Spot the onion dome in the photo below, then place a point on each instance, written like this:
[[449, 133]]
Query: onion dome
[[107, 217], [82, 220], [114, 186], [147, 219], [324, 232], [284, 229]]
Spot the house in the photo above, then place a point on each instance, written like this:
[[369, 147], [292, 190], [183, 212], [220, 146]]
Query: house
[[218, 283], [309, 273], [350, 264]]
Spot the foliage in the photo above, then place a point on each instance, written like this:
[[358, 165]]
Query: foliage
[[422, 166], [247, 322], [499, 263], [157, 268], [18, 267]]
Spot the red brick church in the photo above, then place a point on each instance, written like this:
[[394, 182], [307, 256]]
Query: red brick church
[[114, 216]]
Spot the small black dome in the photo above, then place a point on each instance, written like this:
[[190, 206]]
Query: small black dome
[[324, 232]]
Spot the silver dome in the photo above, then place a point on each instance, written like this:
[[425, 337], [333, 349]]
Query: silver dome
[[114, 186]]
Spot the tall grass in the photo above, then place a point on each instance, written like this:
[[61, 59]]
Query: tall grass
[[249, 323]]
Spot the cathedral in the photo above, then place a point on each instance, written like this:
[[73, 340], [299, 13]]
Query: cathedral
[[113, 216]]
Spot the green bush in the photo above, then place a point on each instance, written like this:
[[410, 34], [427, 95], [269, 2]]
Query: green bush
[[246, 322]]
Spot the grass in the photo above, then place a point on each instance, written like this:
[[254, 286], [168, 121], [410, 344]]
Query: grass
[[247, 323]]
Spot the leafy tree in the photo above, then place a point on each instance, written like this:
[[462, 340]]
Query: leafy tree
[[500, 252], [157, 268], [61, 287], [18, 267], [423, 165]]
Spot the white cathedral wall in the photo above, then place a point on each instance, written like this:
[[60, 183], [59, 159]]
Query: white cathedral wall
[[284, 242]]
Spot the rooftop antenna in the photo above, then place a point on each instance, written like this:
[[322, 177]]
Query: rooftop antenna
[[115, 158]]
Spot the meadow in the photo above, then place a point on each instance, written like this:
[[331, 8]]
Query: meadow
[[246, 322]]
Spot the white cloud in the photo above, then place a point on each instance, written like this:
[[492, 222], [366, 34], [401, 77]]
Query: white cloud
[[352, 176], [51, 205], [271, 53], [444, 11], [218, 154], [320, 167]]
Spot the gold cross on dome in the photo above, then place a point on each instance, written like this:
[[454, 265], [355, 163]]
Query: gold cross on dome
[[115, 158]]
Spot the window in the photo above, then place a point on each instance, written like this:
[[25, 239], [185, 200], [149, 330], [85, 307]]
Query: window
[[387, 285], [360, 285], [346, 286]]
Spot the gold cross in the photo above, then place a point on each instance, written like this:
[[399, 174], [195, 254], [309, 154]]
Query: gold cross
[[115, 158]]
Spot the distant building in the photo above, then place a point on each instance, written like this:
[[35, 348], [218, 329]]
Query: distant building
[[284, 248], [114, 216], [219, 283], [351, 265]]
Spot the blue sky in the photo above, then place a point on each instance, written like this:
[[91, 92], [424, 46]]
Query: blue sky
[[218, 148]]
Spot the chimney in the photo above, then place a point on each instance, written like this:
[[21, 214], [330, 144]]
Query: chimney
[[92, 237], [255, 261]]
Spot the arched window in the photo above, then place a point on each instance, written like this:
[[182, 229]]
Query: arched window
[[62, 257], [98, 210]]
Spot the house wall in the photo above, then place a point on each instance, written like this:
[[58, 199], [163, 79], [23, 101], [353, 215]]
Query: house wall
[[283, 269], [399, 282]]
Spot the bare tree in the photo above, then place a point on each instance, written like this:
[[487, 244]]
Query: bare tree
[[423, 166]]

TASK DETAILS:
Convert everything in the records from the line containing "Spot the small" down to the line containing "[[249, 323]]" into a Markdown table with the columns Row and Line. Number each line in order and leave out any blank lines.

REPLY TO THE TASK:
| Row | Line |
|---|---|
| 1 | Spot the small black dome in the photo above, then place a point on each instance, written like this: |
| 2 | [[190, 206]] |
| 3 | Query: small black dome |
| 4 | [[324, 232]] |
| 5 | Spot the silver dome in the photo above, then place a point on each instance, written like this: |
| 6 | [[425, 337], [333, 349]] |
| 7 | Query: silver dome |
| 8 | [[114, 186]] |
| 9 | Spot the tall grass in the photo above, then place a point on each instance, written like this: |
| 10 | [[61, 59]] |
| 11 | Query: tall grass |
| 12 | [[249, 323]] |